• What is expected: In the listing below, pick out every line that contains the word "parked" and copy each one. Case counts.

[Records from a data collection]

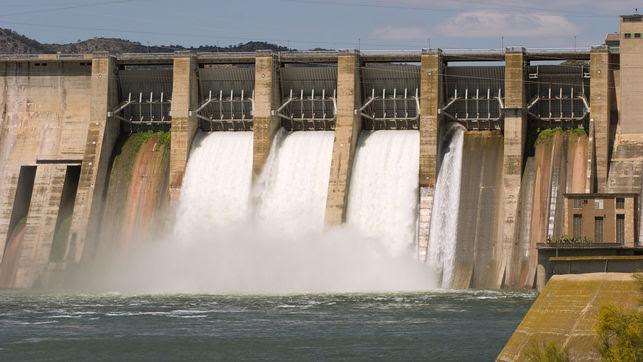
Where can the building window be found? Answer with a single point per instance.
(620, 203)
(578, 203)
(598, 229)
(598, 204)
(620, 229)
(578, 226)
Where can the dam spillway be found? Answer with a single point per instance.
(444, 221)
(218, 181)
(291, 192)
(300, 163)
(383, 196)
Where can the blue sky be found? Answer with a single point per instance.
(337, 24)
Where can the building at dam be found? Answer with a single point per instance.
(498, 146)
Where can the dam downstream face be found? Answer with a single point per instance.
(269, 238)
(444, 221)
(291, 193)
(382, 202)
(217, 183)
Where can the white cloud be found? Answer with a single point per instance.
(485, 24)
(396, 33)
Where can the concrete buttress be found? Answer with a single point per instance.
(431, 81)
(184, 124)
(266, 100)
(347, 130)
(100, 140)
(600, 114)
(514, 145)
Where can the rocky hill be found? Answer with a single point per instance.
(14, 43)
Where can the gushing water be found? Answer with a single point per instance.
(444, 220)
(292, 190)
(383, 193)
(277, 244)
(217, 183)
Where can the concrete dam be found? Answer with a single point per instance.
(323, 170)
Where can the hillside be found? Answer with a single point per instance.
(14, 43)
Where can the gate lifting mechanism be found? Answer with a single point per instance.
(310, 113)
(226, 114)
(475, 118)
(144, 114)
(565, 105)
(391, 111)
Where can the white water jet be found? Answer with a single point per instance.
(383, 194)
(446, 203)
(292, 190)
(217, 183)
(281, 251)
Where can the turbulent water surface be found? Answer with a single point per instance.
(468, 325)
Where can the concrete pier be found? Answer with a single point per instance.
(515, 127)
(47, 105)
(600, 114)
(566, 313)
(431, 93)
(184, 125)
(100, 140)
(347, 130)
(267, 99)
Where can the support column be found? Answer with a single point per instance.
(35, 248)
(347, 130)
(600, 114)
(185, 95)
(515, 127)
(266, 100)
(101, 138)
(431, 79)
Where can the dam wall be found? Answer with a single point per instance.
(74, 113)
(566, 313)
(479, 254)
(46, 108)
(136, 192)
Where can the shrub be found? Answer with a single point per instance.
(549, 352)
(620, 334)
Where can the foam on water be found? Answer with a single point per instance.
(444, 220)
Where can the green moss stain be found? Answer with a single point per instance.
(120, 180)
(58, 247)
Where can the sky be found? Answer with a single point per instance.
(331, 24)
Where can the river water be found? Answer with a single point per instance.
(440, 326)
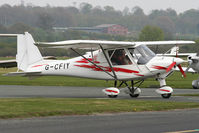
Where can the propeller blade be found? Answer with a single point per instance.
(170, 67)
(182, 71)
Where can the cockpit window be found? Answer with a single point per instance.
(142, 54)
(119, 57)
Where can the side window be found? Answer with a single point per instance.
(119, 57)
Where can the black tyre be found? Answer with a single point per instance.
(195, 84)
(166, 95)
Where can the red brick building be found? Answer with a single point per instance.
(113, 29)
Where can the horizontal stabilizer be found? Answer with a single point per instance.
(94, 44)
(22, 74)
(185, 68)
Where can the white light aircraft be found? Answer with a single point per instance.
(107, 60)
(193, 61)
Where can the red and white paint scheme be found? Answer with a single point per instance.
(107, 60)
(111, 92)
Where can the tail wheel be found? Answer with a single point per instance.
(166, 95)
(112, 96)
(134, 95)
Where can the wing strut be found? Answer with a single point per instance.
(92, 63)
(115, 76)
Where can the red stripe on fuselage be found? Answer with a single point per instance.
(86, 61)
(39, 65)
(159, 67)
(164, 90)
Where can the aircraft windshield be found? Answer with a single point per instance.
(142, 54)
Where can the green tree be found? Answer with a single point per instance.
(151, 33)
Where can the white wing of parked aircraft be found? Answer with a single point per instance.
(112, 60)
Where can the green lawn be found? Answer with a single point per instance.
(37, 107)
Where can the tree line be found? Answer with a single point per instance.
(40, 20)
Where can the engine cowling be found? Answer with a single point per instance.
(111, 91)
(164, 90)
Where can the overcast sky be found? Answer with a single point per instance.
(146, 5)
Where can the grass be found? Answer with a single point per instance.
(37, 107)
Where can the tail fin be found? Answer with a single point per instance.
(27, 52)
(174, 50)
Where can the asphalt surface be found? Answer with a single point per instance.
(18, 91)
(138, 122)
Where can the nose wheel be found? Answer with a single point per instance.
(166, 95)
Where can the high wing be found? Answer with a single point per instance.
(94, 44)
(8, 63)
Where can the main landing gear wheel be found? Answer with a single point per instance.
(134, 95)
(166, 95)
(112, 96)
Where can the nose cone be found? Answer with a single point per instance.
(178, 61)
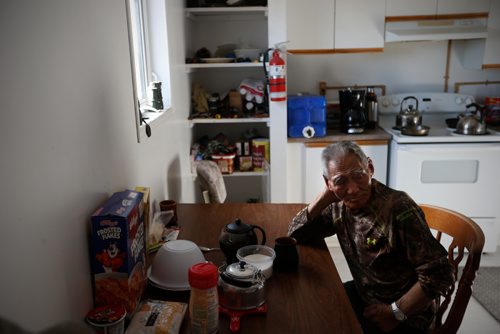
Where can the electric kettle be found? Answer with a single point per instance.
(236, 235)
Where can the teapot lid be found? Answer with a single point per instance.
(238, 227)
(242, 270)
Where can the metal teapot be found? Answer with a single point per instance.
(410, 117)
(472, 123)
(236, 235)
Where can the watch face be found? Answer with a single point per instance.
(399, 315)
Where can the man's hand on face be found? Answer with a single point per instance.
(381, 315)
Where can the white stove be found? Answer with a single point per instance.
(435, 109)
(459, 172)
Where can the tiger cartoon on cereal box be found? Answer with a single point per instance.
(118, 250)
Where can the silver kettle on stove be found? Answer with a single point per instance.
(472, 122)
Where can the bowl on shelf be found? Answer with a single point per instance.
(260, 256)
(169, 270)
(252, 54)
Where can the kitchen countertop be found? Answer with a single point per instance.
(334, 135)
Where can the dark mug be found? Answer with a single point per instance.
(287, 255)
(170, 205)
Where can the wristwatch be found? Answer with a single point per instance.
(398, 314)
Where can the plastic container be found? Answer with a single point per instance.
(259, 256)
(108, 319)
(204, 298)
(306, 116)
(260, 154)
(225, 162)
(169, 270)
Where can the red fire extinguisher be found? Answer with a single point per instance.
(276, 76)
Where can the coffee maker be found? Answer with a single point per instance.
(352, 111)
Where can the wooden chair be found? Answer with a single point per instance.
(467, 237)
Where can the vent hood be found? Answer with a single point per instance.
(436, 30)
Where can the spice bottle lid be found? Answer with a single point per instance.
(203, 275)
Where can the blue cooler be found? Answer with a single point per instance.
(306, 116)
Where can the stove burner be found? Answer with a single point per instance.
(471, 134)
(235, 315)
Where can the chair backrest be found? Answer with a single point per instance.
(211, 182)
(467, 239)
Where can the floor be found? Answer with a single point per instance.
(476, 320)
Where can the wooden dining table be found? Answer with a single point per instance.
(310, 300)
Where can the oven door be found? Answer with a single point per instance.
(460, 176)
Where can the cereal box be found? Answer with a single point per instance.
(118, 250)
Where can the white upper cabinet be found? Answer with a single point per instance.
(335, 24)
(463, 6)
(359, 24)
(492, 44)
(410, 7)
(310, 24)
(435, 7)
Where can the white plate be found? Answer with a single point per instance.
(163, 287)
(217, 60)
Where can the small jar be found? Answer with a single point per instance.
(204, 299)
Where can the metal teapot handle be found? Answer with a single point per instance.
(478, 110)
(263, 233)
(407, 98)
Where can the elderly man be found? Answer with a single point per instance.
(398, 267)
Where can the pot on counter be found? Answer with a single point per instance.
(472, 122)
(241, 286)
(410, 117)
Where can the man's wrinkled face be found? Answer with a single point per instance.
(350, 180)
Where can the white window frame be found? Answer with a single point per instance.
(141, 27)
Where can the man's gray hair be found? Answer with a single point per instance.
(334, 152)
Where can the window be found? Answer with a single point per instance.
(150, 62)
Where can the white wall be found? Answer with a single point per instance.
(67, 141)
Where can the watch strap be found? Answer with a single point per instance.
(398, 314)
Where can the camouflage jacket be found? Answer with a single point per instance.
(388, 247)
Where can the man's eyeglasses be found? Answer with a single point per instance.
(357, 175)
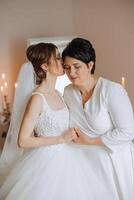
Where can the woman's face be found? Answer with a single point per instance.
(55, 66)
(77, 71)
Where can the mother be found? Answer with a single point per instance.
(102, 111)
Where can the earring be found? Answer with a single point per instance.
(45, 70)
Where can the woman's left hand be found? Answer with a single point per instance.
(82, 137)
(85, 139)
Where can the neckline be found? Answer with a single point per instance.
(88, 101)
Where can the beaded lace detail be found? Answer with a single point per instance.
(51, 122)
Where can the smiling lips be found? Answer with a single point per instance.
(73, 78)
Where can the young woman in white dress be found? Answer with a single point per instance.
(39, 168)
(102, 112)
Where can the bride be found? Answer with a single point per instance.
(33, 163)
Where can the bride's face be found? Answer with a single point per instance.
(55, 66)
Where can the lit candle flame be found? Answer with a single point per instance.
(5, 84)
(1, 88)
(123, 81)
(3, 76)
(15, 85)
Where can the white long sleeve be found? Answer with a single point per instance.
(121, 113)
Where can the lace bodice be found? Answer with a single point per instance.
(51, 122)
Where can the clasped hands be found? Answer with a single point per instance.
(77, 136)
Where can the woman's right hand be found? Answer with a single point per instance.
(68, 136)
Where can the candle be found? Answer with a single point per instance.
(2, 88)
(5, 84)
(3, 76)
(123, 81)
(15, 85)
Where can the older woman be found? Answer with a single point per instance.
(102, 113)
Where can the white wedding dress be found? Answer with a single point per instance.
(62, 171)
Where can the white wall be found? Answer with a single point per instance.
(109, 25)
(20, 20)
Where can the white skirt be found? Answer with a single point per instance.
(63, 172)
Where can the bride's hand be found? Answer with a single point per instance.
(68, 136)
(82, 138)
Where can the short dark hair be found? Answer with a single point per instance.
(39, 54)
(80, 49)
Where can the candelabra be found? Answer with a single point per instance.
(5, 115)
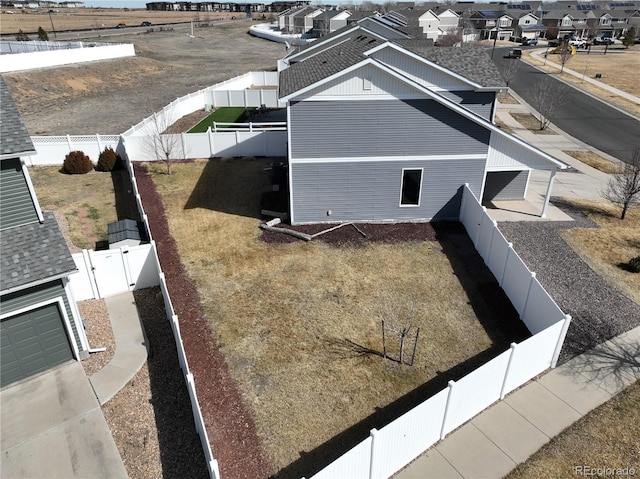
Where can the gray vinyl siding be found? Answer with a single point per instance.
(480, 103)
(16, 206)
(366, 128)
(38, 294)
(370, 190)
(505, 185)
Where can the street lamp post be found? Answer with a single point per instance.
(54, 28)
(495, 39)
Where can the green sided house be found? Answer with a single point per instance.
(39, 321)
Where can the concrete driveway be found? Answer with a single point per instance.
(52, 426)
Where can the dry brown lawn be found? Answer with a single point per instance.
(531, 123)
(294, 320)
(595, 161)
(86, 201)
(606, 437)
(609, 248)
(619, 69)
(93, 18)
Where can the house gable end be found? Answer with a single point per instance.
(366, 81)
(420, 71)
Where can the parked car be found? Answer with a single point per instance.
(603, 41)
(515, 53)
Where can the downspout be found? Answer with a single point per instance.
(548, 195)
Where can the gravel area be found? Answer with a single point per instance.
(598, 310)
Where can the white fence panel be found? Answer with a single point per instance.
(515, 282)
(498, 256)
(29, 61)
(82, 283)
(485, 236)
(541, 311)
(109, 271)
(401, 441)
(142, 266)
(51, 150)
(471, 213)
(532, 356)
(476, 391)
(354, 464)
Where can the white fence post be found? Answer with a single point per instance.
(506, 373)
(526, 301)
(506, 263)
(482, 219)
(493, 234)
(563, 333)
(373, 433)
(451, 384)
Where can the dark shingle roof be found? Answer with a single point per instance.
(14, 137)
(32, 254)
(326, 63)
(471, 62)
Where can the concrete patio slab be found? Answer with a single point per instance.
(431, 461)
(574, 389)
(510, 431)
(543, 409)
(52, 426)
(473, 454)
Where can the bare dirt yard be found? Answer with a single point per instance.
(108, 97)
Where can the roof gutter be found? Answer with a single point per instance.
(38, 282)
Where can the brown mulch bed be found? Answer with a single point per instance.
(357, 234)
(228, 421)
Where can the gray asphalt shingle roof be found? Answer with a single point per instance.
(33, 253)
(326, 63)
(472, 63)
(469, 61)
(14, 137)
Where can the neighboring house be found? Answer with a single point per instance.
(389, 130)
(449, 21)
(529, 26)
(39, 321)
(430, 24)
(329, 21)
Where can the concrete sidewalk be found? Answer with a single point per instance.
(131, 347)
(507, 433)
(52, 426)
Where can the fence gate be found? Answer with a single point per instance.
(109, 271)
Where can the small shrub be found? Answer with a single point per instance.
(107, 160)
(77, 163)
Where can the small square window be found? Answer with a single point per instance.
(411, 187)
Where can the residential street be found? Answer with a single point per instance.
(584, 117)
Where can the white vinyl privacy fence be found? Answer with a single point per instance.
(389, 449)
(78, 52)
(51, 150)
(106, 273)
(212, 463)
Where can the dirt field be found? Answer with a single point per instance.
(108, 97)
(89, 18)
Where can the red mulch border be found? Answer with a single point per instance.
(229, 424)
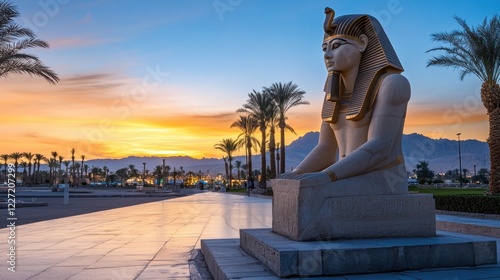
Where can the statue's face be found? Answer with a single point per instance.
(342, 54)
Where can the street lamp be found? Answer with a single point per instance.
(459, 160)
(144, 174)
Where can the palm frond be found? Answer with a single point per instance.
(13, 40)
(470, 50)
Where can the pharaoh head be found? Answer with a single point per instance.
(355, 43)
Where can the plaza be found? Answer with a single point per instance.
(156, 241)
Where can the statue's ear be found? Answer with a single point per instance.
(363, 42)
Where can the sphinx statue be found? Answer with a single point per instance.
(353, 184)
(359, 149)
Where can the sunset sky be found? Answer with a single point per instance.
(163, 78)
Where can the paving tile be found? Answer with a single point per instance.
(155, 240)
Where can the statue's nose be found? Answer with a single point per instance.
(328, 54)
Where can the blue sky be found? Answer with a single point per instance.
(207, 56)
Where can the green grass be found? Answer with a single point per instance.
(443, 191)
(240, 190)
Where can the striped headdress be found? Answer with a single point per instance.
(378, 60)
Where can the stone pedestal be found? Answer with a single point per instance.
(315, 213)
(288, 258)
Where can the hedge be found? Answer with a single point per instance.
(468, 203)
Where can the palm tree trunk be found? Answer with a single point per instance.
(263, 158)
(490, 96)
(494, 144)
(282, 148)
(272, 152)
(249, 161)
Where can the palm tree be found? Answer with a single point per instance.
(258, 106)
(29, 157)
(273, 121)
(105, 169)
(477, 51)
(285, 96)
(52, 163)
(248, 125)
(86, 168)
(16, 156)
(59, 174)
(73, 166)
(133, 172)
(158, 172)
(424, 174)
(237, 164)
(38, 159)
(167, 172)
(5, 157)
(228, 146)
(24, 165)
(82, 166)
(122, 173)
(13, 40)
(66, 165)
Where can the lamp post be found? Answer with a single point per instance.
(459, 160)
(144, 174)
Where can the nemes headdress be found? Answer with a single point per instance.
(378, 60)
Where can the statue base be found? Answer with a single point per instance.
(288, 258)
(313, 213)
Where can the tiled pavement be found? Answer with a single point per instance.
(153, 241)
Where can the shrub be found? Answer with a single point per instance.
(468, 203)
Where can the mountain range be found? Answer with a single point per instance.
(442, 155)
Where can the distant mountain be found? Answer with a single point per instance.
(442, 155)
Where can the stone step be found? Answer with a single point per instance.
(288, 258)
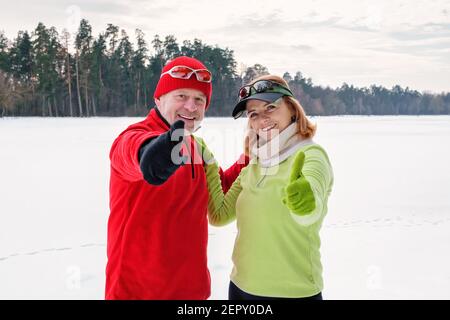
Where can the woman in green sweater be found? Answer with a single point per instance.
(279, 200)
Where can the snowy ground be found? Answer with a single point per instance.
(386, 236)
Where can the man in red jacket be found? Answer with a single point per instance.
(157, 228)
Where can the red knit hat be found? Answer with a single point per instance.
(166, 83)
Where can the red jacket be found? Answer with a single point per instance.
(157, 235)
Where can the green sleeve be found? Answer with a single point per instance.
(318, 172)
(221, 208)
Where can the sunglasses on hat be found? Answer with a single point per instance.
(263, 86)
(184, 72)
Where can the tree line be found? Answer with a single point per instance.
(46, 73)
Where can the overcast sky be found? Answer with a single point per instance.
(358, 42)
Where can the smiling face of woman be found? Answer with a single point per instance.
(268, 119)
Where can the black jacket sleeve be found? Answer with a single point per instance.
(160, 157)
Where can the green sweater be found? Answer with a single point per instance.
(276, 252)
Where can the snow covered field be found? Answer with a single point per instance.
(386, 236)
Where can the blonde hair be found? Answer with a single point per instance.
(305, 128)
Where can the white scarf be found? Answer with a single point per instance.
(279, 148)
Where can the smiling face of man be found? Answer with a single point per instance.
(183, 104)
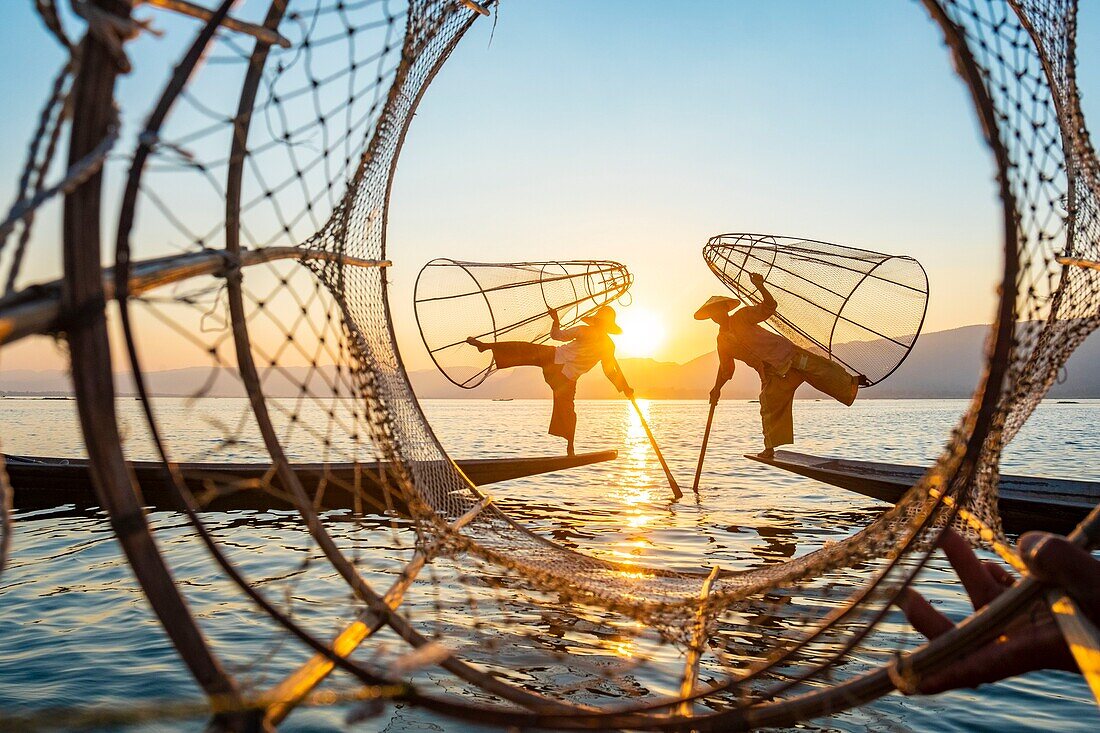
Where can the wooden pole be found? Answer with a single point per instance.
(702, 450)
(657, 449)
(83, 304)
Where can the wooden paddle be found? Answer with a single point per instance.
(702, 450)
(657, 449)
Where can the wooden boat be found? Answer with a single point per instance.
(1025, 502)
(42, 483)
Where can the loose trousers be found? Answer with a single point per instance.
(523, 353)
(777, 393)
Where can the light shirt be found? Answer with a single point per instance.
(585, 348)
(741, 337)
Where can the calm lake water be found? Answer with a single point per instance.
(74, 630)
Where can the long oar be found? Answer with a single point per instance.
(657, 449)
(702, 450)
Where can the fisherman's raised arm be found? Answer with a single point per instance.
(556, 330)
(615, 374)
(762, 310)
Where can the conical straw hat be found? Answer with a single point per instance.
(716, 304)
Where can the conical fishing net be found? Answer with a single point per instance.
(860, 308)
(504, 302)
(274, 277)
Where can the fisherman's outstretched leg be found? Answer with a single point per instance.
(828, 376)
(563, 417)
(777, 411)
(517, 353)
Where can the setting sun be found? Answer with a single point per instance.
(644, 331)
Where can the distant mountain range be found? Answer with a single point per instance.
(943, 364)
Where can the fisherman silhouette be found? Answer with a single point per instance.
(782, 365)
(562, 365)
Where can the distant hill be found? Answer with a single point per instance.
(943, 364)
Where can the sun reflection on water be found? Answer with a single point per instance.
(637, 491)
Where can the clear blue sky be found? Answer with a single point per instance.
(634, 130)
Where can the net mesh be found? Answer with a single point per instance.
(451, 592)
(860, 308)
(505, 302)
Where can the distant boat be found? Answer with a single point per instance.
(1024, 502)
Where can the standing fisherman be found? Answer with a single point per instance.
(562, 365)
(781, 364)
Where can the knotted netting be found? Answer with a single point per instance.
(860, 308)
(274, 276)
(505, 302)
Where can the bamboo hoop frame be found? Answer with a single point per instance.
(37, 308)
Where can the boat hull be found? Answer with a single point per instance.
(1025, 502)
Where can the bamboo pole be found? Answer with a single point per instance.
(657, 449)
(81, 295)
(189, 9)
(697, 643)
(702, 450)
(282, 699)
(1078, 262)
(36, 308)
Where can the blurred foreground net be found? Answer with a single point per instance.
(457, 605)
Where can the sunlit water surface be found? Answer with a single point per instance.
(74, 630)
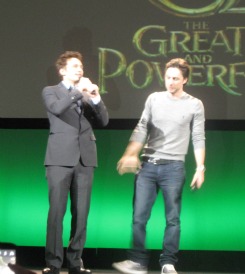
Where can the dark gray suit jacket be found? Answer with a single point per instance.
(71, 135)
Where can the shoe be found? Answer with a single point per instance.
(130, 267)
(168, 269)
(79, 270)
(51, 270)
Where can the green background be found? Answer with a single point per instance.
(212, 218)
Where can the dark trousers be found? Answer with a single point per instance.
(169, 178)
(62, 181)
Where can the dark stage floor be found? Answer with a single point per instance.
(97, 271)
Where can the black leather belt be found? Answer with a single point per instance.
(156, 161)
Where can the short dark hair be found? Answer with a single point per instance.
(181, 64)
(62, 59)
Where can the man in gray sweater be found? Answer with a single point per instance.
(162, 134)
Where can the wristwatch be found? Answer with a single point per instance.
(201, 168)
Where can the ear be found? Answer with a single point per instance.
(62, 72)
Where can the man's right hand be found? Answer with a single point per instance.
(128, 164)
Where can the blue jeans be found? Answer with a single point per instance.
(170, 179)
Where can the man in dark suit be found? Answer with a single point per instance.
(73, 107)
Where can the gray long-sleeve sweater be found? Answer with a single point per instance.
(167, 123)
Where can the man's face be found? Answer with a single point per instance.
(73, 71)
(174, 81)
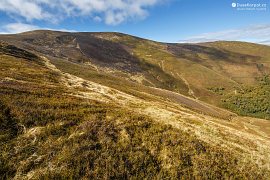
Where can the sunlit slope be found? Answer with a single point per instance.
(208, 71)
(55, 124)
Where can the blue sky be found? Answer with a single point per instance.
(160, 20)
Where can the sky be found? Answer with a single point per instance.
(159, 20)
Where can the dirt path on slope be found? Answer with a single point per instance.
(206, 128)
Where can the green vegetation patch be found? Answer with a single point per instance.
(251, 101)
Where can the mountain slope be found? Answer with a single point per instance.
(60, 119)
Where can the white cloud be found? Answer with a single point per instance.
(112, 12)
(17, 28)
(14, 28)
(254, 33)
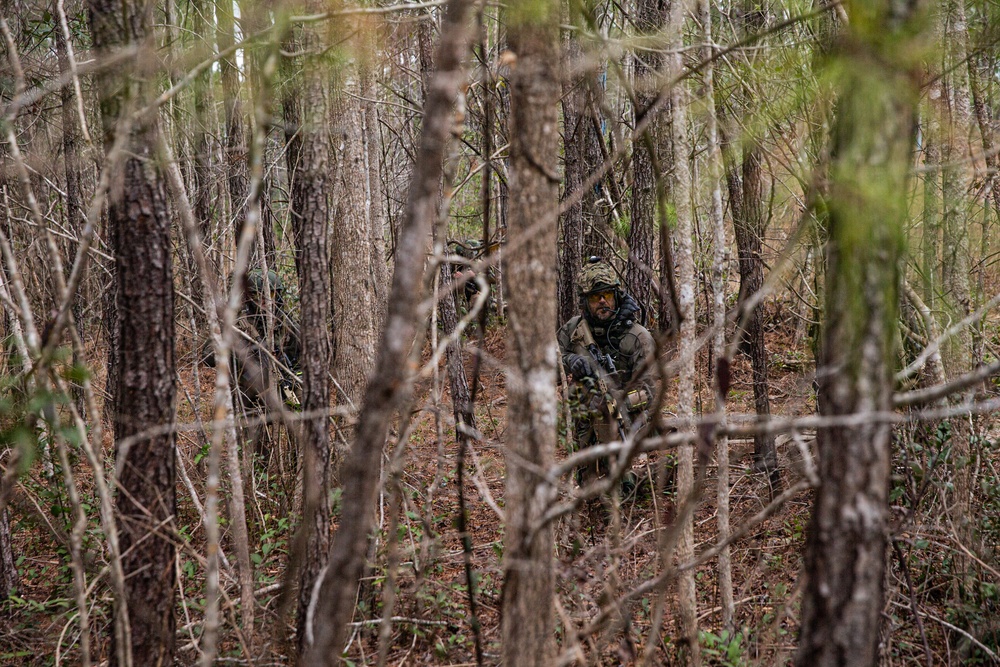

• Written solution:
Where can the white wing of parked aircraft be found? Answer with a single point per instance.
Where can the parked car be found? Answer with a single point per instance.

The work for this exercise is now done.